* _Problem description_: Please set out every line of the records below as a numbered list. Leave out blank lines and the pictures.

* _Record list_:

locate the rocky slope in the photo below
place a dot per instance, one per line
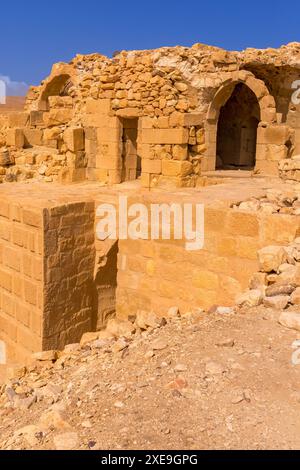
(202, 381)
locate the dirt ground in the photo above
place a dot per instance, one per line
(205, 381)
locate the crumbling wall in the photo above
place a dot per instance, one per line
(93, 93)
(21, 278)
(155, 275)
(69, 259)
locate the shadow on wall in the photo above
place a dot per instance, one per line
(105, 288)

* _Output for this exercise_:
1. locate the rocky slope in the photo below
2. place a dot per instance, one per line
3. (202, 381)
4. locate the dirt ground in the photo above
5. place a dot per instance, one per line
6. (205, 381)
7. locate the crumbling wall in the photo above
8. place a dot per instance, one per line
9. (93, 93)
10. (21, 278)
11. (155, 275)
12. (69, 259)
13. locate the shadow on wall in the photo above
14. place a dot per instance, one per line
15. (105, 288)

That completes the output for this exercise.